--- Try it ---
Every line below that carries the word "canopy" needs to be copied.
────────────────────────────────────────
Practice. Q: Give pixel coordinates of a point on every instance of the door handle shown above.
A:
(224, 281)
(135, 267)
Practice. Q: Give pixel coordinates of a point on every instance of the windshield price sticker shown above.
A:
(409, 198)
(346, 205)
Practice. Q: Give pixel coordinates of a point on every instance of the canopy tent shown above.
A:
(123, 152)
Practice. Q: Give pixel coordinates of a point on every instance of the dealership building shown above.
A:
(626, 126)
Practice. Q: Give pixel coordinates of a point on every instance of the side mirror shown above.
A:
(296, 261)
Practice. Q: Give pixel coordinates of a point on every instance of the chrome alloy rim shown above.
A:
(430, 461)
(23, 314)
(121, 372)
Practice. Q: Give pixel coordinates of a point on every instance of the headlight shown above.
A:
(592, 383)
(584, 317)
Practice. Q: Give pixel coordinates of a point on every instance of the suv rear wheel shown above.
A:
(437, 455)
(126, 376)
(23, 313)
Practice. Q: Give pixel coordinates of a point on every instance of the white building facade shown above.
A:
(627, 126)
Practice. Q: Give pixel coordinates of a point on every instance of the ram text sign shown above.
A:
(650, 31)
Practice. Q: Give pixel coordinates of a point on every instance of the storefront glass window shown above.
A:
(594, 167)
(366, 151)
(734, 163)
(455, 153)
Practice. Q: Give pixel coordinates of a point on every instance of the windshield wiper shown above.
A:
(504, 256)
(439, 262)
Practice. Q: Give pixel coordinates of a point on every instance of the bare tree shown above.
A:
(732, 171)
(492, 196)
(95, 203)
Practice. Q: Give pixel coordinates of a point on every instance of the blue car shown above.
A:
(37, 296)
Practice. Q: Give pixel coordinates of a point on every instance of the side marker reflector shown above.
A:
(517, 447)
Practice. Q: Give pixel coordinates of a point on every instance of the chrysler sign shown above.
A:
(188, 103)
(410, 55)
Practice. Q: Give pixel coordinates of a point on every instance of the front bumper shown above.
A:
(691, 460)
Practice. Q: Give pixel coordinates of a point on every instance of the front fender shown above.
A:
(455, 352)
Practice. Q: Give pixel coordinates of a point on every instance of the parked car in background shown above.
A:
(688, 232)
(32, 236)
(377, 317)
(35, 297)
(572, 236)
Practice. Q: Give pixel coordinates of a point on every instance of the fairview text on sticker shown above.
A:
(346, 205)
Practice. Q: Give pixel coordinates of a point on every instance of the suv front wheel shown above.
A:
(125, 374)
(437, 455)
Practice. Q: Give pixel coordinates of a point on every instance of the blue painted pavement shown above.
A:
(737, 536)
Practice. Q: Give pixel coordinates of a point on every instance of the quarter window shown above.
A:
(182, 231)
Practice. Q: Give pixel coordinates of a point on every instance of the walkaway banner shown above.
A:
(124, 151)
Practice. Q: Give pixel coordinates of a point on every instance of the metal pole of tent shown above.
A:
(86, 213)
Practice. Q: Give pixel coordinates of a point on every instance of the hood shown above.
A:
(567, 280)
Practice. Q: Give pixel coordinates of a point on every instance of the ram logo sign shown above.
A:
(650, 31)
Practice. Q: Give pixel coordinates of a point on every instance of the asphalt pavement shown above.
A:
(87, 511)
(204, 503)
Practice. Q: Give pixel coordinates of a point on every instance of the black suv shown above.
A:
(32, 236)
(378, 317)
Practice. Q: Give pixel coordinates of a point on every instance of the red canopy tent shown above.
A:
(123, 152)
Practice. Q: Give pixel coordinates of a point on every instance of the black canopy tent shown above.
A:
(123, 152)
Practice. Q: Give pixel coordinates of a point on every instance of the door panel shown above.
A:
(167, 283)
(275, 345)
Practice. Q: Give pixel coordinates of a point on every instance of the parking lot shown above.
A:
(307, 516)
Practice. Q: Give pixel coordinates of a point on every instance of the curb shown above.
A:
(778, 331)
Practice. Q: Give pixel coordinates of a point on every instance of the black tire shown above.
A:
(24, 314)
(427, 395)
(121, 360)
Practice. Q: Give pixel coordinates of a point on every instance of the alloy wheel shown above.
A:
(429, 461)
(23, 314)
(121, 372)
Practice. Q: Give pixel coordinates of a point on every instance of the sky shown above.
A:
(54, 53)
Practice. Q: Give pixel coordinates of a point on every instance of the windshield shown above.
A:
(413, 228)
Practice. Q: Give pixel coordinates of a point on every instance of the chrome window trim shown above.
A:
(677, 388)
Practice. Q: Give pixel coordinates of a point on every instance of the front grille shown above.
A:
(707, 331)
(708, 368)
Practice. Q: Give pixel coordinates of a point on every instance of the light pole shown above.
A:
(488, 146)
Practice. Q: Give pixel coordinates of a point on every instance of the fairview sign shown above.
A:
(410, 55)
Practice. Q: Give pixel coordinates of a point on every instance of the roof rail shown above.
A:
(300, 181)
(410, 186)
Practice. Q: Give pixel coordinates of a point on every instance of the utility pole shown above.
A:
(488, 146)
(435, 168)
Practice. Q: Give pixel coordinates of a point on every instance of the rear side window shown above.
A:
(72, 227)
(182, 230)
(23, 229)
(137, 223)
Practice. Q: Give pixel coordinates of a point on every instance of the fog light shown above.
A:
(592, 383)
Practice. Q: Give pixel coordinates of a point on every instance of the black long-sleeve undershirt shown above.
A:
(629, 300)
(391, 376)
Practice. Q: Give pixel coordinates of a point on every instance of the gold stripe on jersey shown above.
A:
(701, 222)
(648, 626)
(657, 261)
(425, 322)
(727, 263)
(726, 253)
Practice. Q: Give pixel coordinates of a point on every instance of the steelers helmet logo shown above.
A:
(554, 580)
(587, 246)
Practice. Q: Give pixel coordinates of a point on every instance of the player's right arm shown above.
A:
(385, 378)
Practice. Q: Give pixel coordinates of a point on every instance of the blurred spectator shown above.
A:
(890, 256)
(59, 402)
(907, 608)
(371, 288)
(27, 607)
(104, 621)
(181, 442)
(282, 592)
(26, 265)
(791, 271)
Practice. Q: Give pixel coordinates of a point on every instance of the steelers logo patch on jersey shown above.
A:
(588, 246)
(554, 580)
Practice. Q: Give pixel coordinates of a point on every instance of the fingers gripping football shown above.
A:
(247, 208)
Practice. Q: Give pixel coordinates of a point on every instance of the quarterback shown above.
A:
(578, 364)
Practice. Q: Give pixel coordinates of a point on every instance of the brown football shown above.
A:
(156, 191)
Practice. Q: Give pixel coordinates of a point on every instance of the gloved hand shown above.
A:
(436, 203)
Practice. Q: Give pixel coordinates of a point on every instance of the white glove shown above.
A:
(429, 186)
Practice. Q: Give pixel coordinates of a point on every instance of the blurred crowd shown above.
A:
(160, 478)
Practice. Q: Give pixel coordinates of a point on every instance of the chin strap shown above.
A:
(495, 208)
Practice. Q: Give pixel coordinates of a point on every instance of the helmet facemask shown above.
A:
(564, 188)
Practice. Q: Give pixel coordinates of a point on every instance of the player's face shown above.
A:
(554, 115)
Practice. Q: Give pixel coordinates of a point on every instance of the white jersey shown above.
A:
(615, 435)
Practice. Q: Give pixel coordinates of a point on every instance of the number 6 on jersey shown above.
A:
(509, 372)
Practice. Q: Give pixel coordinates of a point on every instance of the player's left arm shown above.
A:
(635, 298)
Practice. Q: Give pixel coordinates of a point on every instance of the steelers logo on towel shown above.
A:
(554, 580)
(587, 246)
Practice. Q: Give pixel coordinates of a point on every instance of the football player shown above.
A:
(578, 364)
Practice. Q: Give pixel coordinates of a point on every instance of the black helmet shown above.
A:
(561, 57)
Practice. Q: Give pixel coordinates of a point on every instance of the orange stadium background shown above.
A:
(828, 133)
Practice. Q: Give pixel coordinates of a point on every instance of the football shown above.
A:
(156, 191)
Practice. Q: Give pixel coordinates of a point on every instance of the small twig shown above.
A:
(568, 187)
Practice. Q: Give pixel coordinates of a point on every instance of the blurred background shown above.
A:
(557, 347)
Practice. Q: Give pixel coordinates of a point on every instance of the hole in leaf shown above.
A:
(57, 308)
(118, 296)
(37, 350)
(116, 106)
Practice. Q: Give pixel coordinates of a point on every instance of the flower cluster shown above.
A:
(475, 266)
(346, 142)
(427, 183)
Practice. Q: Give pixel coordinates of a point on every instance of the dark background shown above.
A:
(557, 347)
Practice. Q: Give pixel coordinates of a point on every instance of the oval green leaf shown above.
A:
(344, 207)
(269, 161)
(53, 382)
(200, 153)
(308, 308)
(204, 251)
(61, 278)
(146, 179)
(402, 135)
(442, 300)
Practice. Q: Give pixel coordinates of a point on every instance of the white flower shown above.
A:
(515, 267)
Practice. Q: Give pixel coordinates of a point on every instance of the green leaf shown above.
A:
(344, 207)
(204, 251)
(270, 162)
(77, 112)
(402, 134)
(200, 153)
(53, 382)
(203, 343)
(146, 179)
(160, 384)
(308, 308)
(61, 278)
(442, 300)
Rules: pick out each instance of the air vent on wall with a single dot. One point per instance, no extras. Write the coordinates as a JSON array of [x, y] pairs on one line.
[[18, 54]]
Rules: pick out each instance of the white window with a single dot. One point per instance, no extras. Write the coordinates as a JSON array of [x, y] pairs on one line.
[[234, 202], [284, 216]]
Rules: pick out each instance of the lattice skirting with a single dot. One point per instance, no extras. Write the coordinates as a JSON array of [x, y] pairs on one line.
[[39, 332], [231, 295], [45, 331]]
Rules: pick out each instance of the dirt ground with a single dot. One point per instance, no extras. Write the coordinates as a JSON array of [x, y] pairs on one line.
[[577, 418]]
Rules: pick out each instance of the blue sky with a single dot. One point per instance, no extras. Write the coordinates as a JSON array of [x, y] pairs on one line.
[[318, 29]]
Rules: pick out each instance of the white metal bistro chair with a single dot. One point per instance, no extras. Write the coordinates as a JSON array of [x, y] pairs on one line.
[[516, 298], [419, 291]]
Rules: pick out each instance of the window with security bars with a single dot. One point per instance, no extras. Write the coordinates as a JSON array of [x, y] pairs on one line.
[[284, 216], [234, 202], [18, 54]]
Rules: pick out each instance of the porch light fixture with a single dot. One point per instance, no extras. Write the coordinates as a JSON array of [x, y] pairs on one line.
────────────────────────────────────────
--- Exercise output ---
Practice. Q: Give pixel coordinates of a point on every instance of the canopy tent shown above.
Practice. Q: Give pixel coordinates of a point on every instance of the red canopy tent shown above.
Practice. Q: Give pixel coordinates of a point on every instance of the black canopy tent shown above.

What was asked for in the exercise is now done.